## Begin DATA EXCERPTS

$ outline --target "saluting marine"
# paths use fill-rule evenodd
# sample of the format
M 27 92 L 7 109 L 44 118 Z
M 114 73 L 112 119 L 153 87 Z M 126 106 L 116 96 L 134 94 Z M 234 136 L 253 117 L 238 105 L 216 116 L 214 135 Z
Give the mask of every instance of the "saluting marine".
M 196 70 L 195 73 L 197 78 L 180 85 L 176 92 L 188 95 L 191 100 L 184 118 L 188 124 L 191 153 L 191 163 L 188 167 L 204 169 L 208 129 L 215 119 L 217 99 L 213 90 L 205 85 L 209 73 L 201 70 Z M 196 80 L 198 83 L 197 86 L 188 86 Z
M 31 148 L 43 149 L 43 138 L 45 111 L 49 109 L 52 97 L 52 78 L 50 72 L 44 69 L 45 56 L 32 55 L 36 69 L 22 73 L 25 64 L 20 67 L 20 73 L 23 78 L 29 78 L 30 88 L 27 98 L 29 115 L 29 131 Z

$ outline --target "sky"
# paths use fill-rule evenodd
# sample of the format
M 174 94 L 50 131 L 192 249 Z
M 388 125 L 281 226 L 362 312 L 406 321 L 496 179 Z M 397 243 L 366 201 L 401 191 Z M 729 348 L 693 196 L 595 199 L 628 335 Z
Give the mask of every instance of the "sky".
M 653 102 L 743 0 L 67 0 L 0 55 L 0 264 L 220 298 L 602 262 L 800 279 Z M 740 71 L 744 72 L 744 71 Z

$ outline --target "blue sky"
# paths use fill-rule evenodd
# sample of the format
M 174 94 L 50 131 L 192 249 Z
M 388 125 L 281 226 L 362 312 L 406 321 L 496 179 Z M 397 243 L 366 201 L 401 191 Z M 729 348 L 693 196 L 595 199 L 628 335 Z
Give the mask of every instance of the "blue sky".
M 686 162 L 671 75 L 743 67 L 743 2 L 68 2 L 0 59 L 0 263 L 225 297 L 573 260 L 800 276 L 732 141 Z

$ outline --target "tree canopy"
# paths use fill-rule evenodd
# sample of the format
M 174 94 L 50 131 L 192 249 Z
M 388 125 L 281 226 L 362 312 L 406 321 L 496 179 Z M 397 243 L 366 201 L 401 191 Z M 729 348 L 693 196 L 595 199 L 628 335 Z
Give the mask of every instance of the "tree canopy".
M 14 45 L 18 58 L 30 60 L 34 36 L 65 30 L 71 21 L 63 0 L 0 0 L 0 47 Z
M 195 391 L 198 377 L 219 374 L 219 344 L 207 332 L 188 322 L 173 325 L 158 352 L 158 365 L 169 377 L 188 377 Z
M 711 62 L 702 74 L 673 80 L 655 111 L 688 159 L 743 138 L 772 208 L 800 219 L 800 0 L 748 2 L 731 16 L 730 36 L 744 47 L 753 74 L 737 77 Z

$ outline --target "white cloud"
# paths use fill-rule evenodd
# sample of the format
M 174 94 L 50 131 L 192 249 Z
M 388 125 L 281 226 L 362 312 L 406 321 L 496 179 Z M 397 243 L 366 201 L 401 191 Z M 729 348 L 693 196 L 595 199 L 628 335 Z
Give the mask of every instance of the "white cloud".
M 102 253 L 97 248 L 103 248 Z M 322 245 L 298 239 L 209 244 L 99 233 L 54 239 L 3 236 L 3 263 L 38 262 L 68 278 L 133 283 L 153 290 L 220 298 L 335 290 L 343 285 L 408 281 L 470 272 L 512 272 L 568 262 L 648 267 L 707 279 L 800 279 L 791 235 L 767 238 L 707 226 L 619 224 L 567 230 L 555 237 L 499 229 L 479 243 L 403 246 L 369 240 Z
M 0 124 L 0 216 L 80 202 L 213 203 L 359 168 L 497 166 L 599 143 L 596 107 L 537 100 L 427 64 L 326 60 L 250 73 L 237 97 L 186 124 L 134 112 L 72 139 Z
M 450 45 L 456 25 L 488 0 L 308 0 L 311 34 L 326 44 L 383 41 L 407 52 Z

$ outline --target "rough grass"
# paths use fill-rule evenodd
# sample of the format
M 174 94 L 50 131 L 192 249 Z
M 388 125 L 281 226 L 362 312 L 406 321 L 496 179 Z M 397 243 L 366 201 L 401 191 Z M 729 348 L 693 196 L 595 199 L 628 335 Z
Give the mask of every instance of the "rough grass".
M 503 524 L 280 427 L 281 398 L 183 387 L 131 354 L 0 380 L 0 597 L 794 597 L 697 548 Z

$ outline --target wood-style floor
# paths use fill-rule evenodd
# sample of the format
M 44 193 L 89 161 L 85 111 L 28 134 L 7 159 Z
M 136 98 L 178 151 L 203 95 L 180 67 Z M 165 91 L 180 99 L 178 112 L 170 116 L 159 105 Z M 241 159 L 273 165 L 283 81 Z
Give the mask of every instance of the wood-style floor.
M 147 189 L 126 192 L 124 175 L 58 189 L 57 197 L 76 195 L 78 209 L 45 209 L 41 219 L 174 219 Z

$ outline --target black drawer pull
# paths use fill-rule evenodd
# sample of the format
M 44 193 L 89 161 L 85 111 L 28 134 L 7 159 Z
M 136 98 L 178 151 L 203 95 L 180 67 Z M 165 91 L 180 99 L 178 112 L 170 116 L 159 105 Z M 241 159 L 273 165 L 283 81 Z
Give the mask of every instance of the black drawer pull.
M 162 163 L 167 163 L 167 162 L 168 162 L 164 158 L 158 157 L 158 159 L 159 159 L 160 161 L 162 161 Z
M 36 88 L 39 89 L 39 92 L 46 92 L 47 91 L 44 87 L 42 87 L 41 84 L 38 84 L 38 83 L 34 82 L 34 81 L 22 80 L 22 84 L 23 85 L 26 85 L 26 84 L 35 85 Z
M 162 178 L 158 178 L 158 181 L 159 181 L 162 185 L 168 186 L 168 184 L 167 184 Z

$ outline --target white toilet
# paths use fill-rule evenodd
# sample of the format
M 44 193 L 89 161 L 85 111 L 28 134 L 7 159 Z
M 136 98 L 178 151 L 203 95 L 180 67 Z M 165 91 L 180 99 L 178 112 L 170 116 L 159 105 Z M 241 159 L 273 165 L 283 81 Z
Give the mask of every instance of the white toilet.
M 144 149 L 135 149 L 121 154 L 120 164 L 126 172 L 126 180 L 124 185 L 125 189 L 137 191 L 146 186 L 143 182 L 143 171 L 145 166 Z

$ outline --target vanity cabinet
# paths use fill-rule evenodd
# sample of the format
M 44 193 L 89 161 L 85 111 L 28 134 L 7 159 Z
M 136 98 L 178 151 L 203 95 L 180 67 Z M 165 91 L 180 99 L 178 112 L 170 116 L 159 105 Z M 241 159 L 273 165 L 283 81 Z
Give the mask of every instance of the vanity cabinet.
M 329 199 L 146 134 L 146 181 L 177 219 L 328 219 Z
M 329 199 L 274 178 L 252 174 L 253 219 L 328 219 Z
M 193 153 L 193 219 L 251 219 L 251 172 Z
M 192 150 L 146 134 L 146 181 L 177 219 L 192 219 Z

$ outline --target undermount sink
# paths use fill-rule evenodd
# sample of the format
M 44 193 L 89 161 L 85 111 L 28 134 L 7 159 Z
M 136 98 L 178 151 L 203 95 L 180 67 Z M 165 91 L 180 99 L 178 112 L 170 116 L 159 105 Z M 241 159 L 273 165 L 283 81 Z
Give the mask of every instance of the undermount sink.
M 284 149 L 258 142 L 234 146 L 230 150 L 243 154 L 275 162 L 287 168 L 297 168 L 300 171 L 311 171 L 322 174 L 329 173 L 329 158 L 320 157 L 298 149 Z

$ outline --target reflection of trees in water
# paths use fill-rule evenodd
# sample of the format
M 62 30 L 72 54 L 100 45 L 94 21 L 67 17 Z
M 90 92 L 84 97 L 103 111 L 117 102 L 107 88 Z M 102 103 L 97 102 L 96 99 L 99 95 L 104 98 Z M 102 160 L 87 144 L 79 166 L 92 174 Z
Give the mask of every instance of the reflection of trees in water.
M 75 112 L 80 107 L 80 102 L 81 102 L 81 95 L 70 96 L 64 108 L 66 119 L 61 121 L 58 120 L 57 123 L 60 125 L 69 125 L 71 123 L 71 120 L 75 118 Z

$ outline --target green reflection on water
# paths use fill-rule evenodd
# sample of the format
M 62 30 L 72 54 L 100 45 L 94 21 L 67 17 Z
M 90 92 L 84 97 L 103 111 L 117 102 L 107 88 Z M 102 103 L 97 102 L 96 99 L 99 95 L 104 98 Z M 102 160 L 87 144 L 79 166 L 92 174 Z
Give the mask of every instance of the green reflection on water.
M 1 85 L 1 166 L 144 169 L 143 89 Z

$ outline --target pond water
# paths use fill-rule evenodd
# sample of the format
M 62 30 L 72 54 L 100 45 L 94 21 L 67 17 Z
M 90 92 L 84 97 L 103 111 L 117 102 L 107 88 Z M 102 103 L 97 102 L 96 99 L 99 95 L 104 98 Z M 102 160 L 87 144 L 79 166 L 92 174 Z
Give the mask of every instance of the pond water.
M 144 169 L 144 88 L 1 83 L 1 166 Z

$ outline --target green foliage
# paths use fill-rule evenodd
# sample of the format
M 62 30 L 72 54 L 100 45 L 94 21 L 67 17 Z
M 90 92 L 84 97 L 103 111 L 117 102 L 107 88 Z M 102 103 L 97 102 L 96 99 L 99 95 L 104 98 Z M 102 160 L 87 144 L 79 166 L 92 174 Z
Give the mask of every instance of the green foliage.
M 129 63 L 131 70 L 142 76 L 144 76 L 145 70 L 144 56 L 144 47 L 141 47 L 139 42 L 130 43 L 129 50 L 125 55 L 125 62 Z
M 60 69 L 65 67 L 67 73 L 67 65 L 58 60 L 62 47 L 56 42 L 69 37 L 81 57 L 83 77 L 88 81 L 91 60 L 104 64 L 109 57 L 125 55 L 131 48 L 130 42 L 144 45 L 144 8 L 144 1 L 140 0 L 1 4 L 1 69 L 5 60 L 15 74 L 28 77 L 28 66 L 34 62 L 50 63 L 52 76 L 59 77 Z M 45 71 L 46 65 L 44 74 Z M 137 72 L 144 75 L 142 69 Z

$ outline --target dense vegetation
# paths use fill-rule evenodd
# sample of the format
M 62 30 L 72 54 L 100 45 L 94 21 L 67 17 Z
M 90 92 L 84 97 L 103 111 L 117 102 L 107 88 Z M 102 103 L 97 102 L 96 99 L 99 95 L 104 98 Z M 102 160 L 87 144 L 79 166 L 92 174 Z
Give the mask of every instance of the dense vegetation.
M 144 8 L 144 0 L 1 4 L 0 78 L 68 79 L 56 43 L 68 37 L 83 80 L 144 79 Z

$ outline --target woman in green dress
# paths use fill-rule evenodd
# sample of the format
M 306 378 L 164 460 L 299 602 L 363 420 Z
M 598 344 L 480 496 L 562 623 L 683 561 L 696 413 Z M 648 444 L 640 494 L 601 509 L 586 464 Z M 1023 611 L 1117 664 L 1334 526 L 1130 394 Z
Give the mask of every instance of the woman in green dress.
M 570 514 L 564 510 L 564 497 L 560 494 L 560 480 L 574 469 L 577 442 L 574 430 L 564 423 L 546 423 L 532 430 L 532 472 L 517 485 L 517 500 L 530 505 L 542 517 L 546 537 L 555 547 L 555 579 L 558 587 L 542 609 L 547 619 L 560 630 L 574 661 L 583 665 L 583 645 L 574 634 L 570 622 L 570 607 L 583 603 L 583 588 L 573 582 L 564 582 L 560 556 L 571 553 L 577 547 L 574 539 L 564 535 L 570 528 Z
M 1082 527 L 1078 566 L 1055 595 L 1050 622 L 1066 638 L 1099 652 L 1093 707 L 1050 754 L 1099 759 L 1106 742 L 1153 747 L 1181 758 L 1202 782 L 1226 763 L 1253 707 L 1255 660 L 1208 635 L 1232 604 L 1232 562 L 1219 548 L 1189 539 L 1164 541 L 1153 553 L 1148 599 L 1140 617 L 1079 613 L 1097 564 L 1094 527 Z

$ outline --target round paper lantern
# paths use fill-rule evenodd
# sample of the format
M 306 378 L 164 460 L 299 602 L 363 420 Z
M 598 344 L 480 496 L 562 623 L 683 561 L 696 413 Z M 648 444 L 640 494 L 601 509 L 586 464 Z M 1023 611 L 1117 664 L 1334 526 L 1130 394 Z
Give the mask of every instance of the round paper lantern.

## End DATA EXCERPTS

### WHAT THIS TASK INVOLVES
Please find every line in the entries above that contains the string "trees", matching case exactly, and copy each of those lines.

### WORKED SOLUTION
$ outline --target reflection of trees in water
Give the mask of every instance of the reflection of trees in water.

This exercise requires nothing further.